- [ASSIGNED TASK]:
Write out each line from the data below that includes the word "with".

=======

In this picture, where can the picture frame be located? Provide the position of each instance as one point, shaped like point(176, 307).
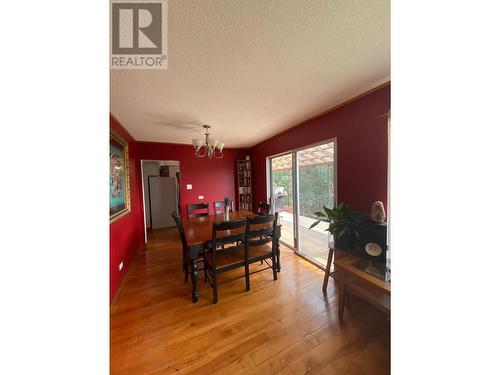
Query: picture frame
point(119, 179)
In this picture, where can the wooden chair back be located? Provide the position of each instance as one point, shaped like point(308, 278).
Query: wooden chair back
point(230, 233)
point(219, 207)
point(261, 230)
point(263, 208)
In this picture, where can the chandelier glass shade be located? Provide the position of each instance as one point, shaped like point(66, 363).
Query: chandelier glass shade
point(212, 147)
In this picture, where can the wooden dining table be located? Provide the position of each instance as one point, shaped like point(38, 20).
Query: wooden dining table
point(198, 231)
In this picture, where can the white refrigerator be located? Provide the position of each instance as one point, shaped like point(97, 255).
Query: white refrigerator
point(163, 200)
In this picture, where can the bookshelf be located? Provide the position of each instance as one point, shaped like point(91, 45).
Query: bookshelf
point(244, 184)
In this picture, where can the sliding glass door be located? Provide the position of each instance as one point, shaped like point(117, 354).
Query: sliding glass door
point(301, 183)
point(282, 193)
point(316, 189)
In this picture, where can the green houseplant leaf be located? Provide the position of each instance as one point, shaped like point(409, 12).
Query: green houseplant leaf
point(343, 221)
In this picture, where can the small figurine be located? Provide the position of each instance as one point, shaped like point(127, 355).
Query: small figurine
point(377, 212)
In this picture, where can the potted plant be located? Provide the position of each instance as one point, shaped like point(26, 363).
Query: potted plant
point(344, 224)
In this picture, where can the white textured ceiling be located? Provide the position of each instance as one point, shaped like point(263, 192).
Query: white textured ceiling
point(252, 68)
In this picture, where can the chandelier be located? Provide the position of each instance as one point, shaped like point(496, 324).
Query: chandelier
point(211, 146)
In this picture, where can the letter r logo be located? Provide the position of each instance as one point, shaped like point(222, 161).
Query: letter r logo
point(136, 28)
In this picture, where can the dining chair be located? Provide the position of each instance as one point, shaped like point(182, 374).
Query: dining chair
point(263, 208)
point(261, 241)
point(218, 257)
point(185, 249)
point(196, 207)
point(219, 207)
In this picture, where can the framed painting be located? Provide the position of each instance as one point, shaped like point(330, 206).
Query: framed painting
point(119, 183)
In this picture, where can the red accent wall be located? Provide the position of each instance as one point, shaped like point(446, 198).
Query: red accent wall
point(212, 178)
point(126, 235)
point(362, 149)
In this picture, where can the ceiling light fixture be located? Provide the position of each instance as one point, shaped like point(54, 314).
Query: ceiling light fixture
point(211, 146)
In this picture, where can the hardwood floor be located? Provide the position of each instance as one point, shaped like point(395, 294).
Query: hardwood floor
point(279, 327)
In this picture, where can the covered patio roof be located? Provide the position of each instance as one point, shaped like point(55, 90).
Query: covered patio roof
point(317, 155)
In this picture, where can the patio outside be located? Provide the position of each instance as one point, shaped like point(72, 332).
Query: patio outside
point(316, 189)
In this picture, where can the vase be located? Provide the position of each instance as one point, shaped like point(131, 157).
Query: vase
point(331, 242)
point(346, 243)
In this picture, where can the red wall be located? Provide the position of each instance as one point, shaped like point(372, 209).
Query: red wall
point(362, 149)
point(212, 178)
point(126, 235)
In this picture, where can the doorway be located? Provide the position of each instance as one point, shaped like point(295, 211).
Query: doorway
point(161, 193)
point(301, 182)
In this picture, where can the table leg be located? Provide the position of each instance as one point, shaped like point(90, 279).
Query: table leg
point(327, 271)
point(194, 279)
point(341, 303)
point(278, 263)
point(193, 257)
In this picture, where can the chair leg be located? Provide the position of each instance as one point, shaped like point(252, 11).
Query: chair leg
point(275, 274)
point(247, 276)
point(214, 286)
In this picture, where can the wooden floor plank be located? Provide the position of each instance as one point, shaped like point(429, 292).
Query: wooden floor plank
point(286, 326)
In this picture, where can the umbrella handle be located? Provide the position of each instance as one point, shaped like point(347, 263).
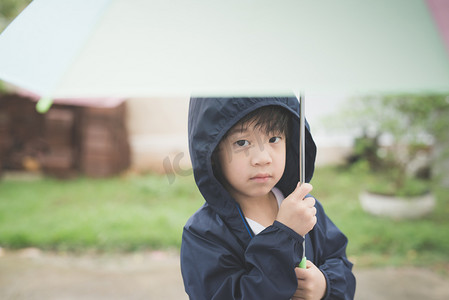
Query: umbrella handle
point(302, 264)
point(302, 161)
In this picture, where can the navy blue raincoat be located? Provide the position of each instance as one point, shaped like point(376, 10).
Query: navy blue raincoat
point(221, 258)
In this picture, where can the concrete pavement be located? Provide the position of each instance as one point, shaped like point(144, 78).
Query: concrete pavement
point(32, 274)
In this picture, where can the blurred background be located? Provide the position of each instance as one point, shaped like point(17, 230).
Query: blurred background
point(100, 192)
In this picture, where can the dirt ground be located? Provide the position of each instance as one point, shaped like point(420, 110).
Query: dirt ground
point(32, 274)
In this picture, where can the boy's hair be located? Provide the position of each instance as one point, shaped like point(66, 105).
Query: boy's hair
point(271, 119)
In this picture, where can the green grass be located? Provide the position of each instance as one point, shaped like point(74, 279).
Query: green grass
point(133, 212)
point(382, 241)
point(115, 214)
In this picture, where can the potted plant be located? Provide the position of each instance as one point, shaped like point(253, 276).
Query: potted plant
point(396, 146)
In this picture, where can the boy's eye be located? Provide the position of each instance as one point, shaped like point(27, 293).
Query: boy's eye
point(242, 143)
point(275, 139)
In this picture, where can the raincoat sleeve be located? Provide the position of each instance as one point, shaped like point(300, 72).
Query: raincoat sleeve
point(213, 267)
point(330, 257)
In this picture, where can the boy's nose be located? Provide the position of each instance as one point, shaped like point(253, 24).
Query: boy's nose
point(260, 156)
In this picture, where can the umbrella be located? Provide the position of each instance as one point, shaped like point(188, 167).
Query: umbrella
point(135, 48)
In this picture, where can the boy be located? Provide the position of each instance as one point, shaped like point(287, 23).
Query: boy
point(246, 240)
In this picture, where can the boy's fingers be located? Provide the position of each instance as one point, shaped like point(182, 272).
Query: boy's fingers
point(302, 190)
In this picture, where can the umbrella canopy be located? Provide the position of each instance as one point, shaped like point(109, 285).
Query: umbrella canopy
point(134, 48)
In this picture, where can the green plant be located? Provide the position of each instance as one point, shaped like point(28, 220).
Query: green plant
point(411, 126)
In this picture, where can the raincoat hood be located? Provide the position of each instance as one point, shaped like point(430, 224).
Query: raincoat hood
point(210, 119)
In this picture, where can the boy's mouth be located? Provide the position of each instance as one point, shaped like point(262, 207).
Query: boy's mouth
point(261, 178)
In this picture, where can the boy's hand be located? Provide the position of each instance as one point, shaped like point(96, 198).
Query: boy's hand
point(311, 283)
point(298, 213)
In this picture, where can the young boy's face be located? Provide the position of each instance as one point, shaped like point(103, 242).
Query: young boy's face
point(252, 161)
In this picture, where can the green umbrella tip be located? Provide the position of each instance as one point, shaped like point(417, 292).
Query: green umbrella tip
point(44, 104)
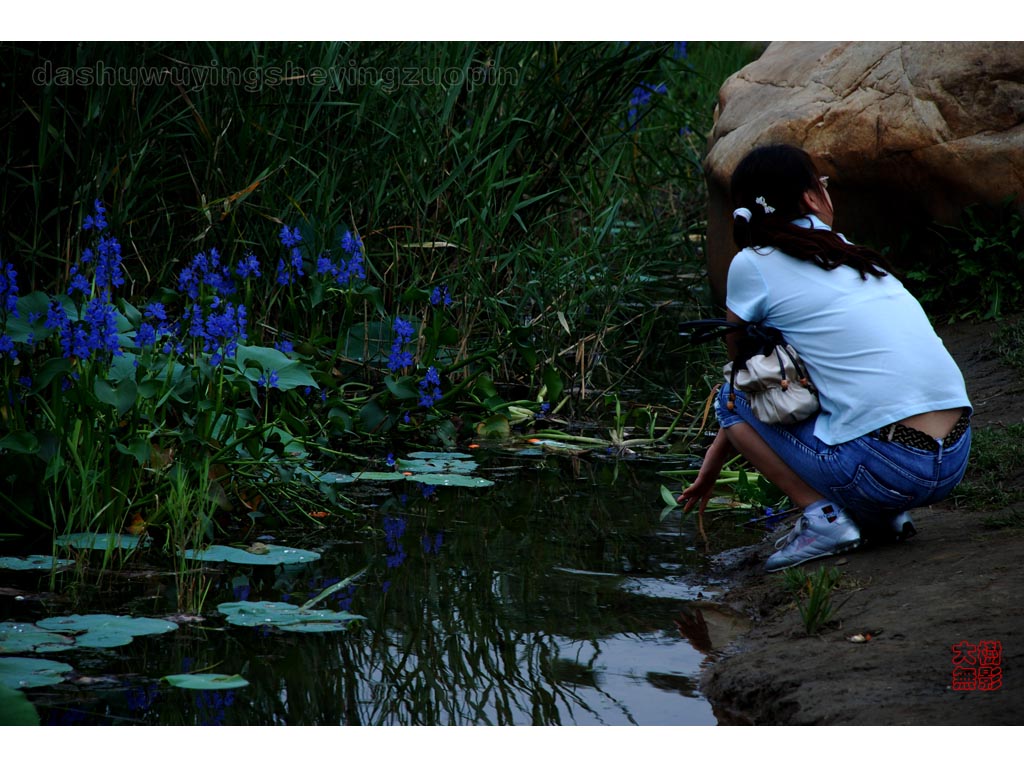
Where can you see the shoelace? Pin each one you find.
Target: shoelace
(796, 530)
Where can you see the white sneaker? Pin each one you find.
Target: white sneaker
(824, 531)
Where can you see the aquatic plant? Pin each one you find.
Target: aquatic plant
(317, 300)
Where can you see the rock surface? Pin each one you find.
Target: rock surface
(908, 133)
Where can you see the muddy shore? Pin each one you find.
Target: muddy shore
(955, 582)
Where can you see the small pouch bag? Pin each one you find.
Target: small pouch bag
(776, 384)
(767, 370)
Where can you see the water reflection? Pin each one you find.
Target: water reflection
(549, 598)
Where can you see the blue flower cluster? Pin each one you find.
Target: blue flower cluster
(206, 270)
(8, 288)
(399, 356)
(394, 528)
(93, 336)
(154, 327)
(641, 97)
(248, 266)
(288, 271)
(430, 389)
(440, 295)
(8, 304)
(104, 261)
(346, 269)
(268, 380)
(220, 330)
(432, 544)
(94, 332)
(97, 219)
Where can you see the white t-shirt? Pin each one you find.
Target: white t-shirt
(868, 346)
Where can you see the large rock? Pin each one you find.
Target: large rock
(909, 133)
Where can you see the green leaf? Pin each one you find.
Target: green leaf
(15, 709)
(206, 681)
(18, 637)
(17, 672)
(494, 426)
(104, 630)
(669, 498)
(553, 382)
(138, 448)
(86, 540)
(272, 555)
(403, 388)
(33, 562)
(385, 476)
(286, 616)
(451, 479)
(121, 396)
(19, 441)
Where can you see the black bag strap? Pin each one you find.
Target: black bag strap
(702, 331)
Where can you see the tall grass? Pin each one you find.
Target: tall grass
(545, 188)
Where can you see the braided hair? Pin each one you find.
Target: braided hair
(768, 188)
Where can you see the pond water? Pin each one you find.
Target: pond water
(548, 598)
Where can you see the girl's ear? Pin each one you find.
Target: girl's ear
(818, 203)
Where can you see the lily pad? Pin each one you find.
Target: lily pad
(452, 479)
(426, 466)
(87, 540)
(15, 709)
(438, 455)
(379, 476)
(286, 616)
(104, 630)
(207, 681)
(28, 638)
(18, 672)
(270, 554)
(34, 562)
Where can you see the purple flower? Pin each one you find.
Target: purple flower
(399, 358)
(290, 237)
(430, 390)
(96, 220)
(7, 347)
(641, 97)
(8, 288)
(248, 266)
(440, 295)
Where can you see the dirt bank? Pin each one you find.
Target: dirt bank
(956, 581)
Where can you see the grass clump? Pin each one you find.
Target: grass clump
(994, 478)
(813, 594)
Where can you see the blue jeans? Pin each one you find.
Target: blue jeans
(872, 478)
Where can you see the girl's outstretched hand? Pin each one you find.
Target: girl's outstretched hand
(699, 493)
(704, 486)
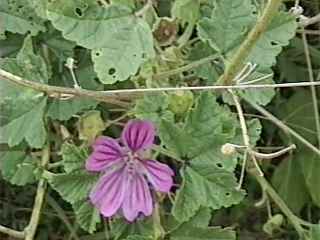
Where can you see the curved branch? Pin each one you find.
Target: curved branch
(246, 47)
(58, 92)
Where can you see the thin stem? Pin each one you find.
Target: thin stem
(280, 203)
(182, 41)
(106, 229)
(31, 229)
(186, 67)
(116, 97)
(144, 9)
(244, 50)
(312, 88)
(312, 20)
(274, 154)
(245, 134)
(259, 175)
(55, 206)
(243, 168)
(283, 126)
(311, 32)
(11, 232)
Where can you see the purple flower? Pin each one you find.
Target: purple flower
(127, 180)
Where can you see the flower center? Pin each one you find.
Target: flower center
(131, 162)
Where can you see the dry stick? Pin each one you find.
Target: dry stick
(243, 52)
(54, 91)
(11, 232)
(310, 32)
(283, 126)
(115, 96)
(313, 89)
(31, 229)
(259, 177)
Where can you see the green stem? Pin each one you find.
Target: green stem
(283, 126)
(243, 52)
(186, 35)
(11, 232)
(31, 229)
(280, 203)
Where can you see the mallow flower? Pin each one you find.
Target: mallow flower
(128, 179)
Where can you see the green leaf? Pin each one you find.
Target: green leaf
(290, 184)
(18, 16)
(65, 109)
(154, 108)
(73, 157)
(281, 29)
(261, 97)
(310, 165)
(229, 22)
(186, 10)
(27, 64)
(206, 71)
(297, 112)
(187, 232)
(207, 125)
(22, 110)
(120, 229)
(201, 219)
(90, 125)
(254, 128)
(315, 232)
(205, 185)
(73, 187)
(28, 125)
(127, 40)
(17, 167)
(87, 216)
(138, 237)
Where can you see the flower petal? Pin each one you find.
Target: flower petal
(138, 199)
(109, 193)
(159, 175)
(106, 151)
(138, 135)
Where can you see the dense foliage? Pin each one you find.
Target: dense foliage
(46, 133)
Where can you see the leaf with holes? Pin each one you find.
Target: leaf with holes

=======

- [OUTPUT OF THE TASK]:
Where can you see the leaf with holes? Pin each one you find.
Target: leaf with holes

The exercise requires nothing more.